[Dataset entries]
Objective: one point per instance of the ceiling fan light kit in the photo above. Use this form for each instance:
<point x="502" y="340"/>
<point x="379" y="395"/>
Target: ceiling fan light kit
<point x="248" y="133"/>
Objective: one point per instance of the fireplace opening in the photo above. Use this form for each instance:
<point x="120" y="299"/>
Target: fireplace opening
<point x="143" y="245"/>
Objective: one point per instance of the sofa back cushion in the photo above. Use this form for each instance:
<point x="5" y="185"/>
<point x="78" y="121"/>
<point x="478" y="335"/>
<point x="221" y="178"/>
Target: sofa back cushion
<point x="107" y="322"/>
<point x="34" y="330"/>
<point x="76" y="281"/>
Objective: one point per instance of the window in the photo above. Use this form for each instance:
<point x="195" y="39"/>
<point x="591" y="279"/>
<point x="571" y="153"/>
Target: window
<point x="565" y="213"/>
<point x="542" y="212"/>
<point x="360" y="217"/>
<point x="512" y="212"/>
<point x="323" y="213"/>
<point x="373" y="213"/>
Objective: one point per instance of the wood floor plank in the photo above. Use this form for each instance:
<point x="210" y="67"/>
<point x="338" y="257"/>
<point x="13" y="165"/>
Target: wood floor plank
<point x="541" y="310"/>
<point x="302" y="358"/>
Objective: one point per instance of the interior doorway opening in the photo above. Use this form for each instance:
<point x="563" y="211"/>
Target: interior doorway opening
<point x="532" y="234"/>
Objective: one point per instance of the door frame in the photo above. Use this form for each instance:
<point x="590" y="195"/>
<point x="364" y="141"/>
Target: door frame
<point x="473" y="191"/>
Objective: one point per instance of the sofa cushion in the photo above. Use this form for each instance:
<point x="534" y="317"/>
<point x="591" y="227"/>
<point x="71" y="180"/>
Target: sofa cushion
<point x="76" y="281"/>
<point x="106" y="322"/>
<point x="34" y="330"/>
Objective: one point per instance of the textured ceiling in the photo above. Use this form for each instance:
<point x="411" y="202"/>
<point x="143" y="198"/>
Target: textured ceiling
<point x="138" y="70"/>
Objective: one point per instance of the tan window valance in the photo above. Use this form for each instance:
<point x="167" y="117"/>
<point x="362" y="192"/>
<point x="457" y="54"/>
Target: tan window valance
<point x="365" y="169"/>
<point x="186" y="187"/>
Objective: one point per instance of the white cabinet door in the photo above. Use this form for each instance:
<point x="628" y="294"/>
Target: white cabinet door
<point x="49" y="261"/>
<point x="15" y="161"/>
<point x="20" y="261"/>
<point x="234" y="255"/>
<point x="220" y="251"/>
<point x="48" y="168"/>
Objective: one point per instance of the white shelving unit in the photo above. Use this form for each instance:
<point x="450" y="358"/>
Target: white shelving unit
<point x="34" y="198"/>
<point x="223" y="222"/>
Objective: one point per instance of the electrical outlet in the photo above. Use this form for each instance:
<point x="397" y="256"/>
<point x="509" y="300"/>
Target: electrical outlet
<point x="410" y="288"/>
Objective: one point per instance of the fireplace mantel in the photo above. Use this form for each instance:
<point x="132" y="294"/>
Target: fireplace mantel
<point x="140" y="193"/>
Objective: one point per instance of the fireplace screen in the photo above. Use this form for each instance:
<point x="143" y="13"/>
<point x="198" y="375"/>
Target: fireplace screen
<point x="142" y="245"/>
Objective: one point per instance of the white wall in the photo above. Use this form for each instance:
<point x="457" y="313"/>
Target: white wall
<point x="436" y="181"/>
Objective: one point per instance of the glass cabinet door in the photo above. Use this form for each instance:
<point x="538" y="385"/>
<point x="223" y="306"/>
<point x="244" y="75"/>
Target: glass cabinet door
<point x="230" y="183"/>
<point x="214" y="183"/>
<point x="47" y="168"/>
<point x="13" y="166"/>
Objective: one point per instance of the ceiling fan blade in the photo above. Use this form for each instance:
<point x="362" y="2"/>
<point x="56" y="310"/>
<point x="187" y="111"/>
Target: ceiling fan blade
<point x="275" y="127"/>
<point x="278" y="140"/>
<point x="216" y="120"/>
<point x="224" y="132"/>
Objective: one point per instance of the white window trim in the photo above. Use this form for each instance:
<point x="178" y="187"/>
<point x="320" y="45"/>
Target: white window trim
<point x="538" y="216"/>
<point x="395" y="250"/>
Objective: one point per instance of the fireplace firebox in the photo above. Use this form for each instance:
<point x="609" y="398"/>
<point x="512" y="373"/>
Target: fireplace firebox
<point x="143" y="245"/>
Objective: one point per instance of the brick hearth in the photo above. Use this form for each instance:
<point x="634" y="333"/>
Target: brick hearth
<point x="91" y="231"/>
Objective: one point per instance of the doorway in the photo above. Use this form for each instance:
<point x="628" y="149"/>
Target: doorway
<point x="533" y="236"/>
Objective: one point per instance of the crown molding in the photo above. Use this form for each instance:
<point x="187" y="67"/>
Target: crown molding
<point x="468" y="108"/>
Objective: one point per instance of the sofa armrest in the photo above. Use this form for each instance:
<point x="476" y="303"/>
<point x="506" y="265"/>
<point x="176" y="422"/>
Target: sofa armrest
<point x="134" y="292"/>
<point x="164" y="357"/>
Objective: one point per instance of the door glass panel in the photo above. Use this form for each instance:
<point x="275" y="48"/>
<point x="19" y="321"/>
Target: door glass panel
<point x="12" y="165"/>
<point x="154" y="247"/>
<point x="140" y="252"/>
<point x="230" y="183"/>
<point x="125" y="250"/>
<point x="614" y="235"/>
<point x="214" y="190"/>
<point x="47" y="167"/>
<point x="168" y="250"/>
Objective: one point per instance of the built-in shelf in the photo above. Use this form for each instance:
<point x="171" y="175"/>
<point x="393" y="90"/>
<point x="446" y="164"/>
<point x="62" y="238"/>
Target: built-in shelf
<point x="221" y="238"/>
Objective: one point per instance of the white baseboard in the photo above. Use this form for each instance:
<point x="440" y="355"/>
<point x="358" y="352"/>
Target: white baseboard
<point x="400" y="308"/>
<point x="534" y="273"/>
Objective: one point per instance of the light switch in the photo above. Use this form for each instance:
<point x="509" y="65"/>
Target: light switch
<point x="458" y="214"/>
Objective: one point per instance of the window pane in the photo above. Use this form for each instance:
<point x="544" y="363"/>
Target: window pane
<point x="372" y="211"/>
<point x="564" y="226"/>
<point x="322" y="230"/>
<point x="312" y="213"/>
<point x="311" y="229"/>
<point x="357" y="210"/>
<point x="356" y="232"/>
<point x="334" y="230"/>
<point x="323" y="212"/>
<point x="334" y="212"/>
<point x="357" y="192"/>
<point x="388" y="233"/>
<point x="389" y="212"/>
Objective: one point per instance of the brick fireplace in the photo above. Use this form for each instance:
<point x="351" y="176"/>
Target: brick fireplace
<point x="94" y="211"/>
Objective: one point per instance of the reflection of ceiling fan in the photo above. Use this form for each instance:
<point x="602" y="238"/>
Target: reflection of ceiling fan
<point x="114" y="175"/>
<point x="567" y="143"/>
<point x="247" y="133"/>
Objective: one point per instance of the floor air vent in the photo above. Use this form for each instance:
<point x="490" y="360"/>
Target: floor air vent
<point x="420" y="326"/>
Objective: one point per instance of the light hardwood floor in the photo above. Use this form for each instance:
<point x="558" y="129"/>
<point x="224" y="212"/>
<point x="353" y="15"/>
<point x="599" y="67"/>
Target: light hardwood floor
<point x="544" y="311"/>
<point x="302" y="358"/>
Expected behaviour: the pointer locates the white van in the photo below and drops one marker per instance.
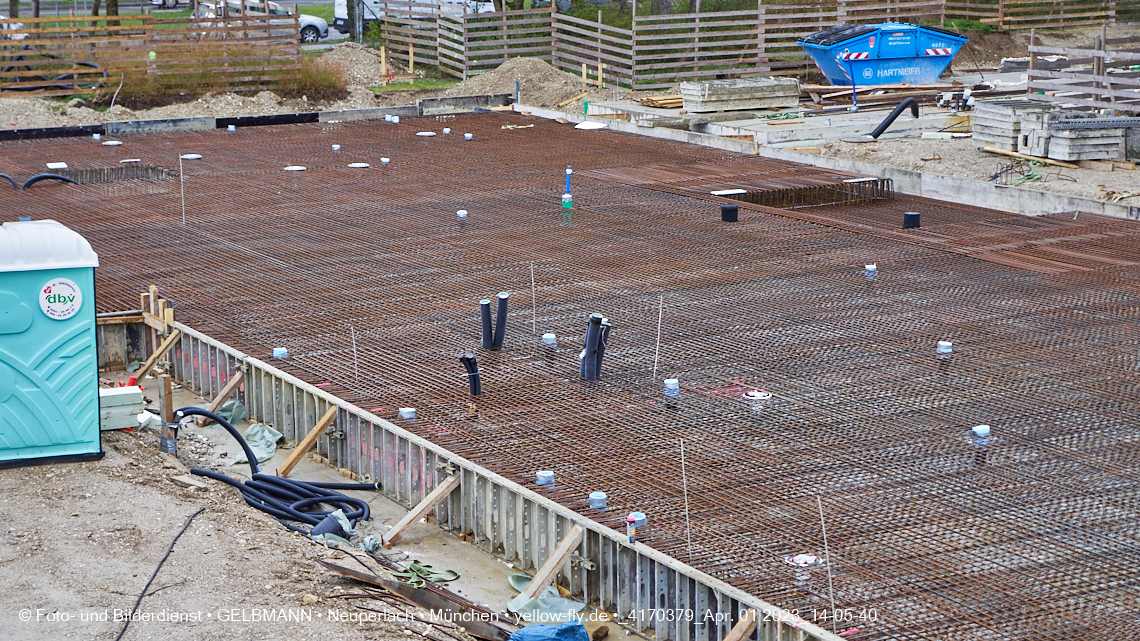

What to do →
Could you copy the data above exactly, leaving the pictures out?

Exercise result →
Objective: one point per instance of the ceiling fan light kit in the photo above. Use this form for each instance:
<point x="502" y="340"/>
<point x="379" y="395"/>
Target: ceiling fan light kit
<point x="248" y="133"/>
Objective: one point per instance of the fireplace opening in the photo above. Use this form for each instance:
<point x="120" y="299"/>
Target: fireplace opening
<point x="143" y="245"/>
Objective: one point per instance of the sofa back cushion in the photo above. Use this form for each instance:
<point x="5" y="185"/>
<point x="78" y="121"/>
<point x="478" y="335"/>
<point x="221" y="178"/>
Target: sofa back cushion
<point x="107" y="322"/>
<point x="34" y="330"/>
<point x="76" y="281"/>
Objective: one point per instance of the window in the photo above. Use this form for each instance:
<point x="195" y="39"/>
<point x="591" y="279"/>
<point x="571" y="153"/>
Target: window
<point x="565" y="213"/>
<point x="542" y="212"/>
<point x="360" y="217"/>
<point x="512" y="212"/>
<point x="323" y="213"/>
<point x="373" y="213"/>
Objective: one point per instance of the wood floor plank in the photo above. Use this form for each instance:
<point x="210" y="67"/>
<point x="338" y="257"/>
<point x="13" y="165"/>
Target: wood floor plank
<point x="541" y="310"/>
<point x="302" y="358"/>
Objective: one point per instance of the interior doorway opening in the photo above. Use this form for each instance:
<point x="563" y="211"/>
Target: interior doorway opening
<point x="532" y="234"/>
Objective: one point per instance of the door frame in the photo above. Use this form for each instance:
<point x="590" y="195"/>
<point x="364" y="141"/>
Target: door frame
<point x="473" y="191"/>
Objective: one point per instance of the sofa cushion in the photo above. Use this form for each instance:
<point x="534" y="317"/>
<point x="591" y="227"/>
<point x="71" y="180"/>
Target: sofa cushion
<point x="76" y="281"/>
<point x="106" y="322"/>
<point x="34" y="330"/>
Objective: one point per instance of the textured ceiling in the photo above. Use this form for each instance:
<point x="411" y="202"/>
<point x="143" y="198"/>
Target: textured ceiling
<point x="138" y="70"/>
Objective: one point per instance of the tan window valance in the photo above. Use this form for each instance:
<point x="167" y="117"/>
<point x="362" y="192"/>
<point x="457" y="54"/>
Target: tan window valance
<point x="365" y="169"/>
<point x="186" y="187"/>
Objective: one point per instance of the white cabinet door in the photo above. Use this form for each instance:
<point x="628" y="294"/>
Target: white cabinet door
<point x="49" y="261"/>
<point x="15" y="161"/>
<point x="20" y="261"/>
<point x="234" y="255"/>
<point x="220" y="251"/>
<point x="48" y="168"/>
Objective: one point per instance of the white shelving unit in the photo above. Use this form for each instance:
<point x="450" y="358"/>
Target: white shelving unit
<point x="34" y="198"/>
<point x="223" y="222"/>
Objective: one point per instance of the electrical outlet in the photo above. Use this form for each instance:
<point x="397" y="256"/>
<point x="509" y="300"/>
Target: electrical outlet
<point x="410" y="288"/>
Objective: one point per instance of the fireplace mantel in the photo above. Use this form for each instance:
<point x="132" y="294"/>
Target: fireplace mantel
<point x="140" y="193"/>
Objective: one point per instance of the fireplace screen in the photo above. Use this form for each instance:
<point x="143" y="13"/>
<point x="198" y="375"/>
Target: fireplace screen
<point x="142" y="245"/>
Objective: one point per instance of the white wall in the photo above. Use this form for each instance:
<point x="457" y="313"/>
Target: white wall
<point x="436" y="181"/>
Objective: one point per instance of the glass cabinet door in the photo above. Use this form for each instance:
<point x="538" y="385"/>
<point x="223" y="306"/>
<point x="244" y="75"/>
Target: glass cabinet door
<point x="230" y="183"/>
<point x="214" y="183"/>
<point x="47" y="168"/>
<point x="13" y="166"/>
Objective: one point per instance of the ceiling fan blade in the photo above. Use this form for each instance:
<point x="362" y="2"/>
<point x="56" y="310"/>
<point x="187" y="111"/>
Target: ceiling fan blade
<point x="275" y="127"/>
<point x="278" y="140"/>
<point x="216" y="120"/>
<point x="224" y="132"/>
Objective: one point per instance of the white window trim in the photo above. Use this form for each instance:
<point x="178" y="187"/>
<point x="320" y="45"/>
Target: white window trim
<point x="538" y="216"/>
<point x="395" y="250"/>
Objective: one point per instance of the fireplace firebox in the photo above. Use this form for each instance:
<point x="609" y="398"/>
<point x="512" y="373"/>
Target: fireplace firebox
<point x="143" y="245"/>
Objective: one point per instance of the brick hearth in the photo above. Use this form for each instance:
<point x="634" y="333"/>
Target: brick hearth
<point x="91" y="231"/>
Objective: one point per instance of the doorway in the photo above. Use this form for each instance:
<point x="628" y="149"/>
Target: doorway
<point x="533" y="236"/>
Objective: one point per instance of the crown molding in the photo above. Use this form for each instance:
<point x="187" y="67"/>
Target: crown molding
<point x="468" y="108"/>
Objective: one point per instance of the sofa armrest in the photo above. Use this form for each instance:
<point x="476" y="303"/>
<point x="506" y="265"/>
<point x="176" y="422"/>
Target: sofa armrest
<point x="134" y="292"/>
<point x="164" y="357"/>
Objective: one point per instance of the door glass panel in the photo above. Use this form for each instance:
<point x="275" y="48"/>
<point x="19" y="321"/>
Target: door glass panel
<point x="12" y="165"/>
<point x="154" y="247"/>
<point x="140" y="252"/>
<point x="230" y="183"/>
<point x="125" y="250"/>
<point x="614" y="235"/>
<point x="214" y="190"/>
<point x="47" y="167"/>
<point x="168" y="250"/>
Objective: one point per instance of the built-in shelf in the photo above. Use this form for each instance:
<point x="171" y="175"/>
<point x="393" y="90"/>
<point x="446" y="164"/>
<point x="62" y="238"/>
Target: built-in shelf
<point x="221" y="238"/>
Objective: one point per instance of the white baseboard in the photo above. Use this form for each instance:
<point x="440" y="355"/>
<point x="358" y="352"/>
Target: white baseboard
<point x="400" y="308"/>
<point x="534" y="273"/>
Objective: one point per instance of the light switch in the photo above. Use this form for each instance:
<point x="509" y="65"/>
Target: light switch
<point x="458" y="214"/>
Objective: one point per instance of the window pane in the photo above. Use this form for each instance:
<point x="544" y="363"/>
Target: window pane
<point x="372" y="211"/>
<point x="564" y="226"/>
<point x="322" y="230"/>
<point x="312" y="213"/>
<point x="311" y="229"/>
<point x="357" y="210"/>
<point x="356" y="232"/>
<point x="334" y="230"/>
<point x="323" y="212"/>
<point x="334" y="212"/>
<point x="357" y="192"/>
<point x="388" y="233"/>
<point x="389" y="212"/>
Objective: one point per instance of the brick fireplace in the photo above. Use this form for each instance:
<point x="351" y="176"/>
Target: brick fireplace
<point x="94" y="211"/>
Objective: one point per instance of the reflection of ceiling fan in the photo above. Use this form for each instance:
<point x="602" y="238"/>
Target: reflection of ceiling fan
<point x="114" y="175"/>
<point x="567" y="143"/>
<point x="247" y="133"/>
Objective: one point per instance of the floor air vent in the photo above. Use this form for each instance:
<point x="490" y="360"/>
Target: floor air vent
<point x="420" y="326"/>
Objective: one point per instance of the light hardwood floor in the photo above. Use this form for each instance:
<point x="558" y="129"/>
<point x="224" y="212"/>
<point x="353" y="15"/>
<point x="599" y="67"/>
Target: light hardwood floor
<point x="544" y="311"/>
<point x="302" y="358"/>
Expected behaviour: the pointer locates the white van in the photo below and drops one marker per instance.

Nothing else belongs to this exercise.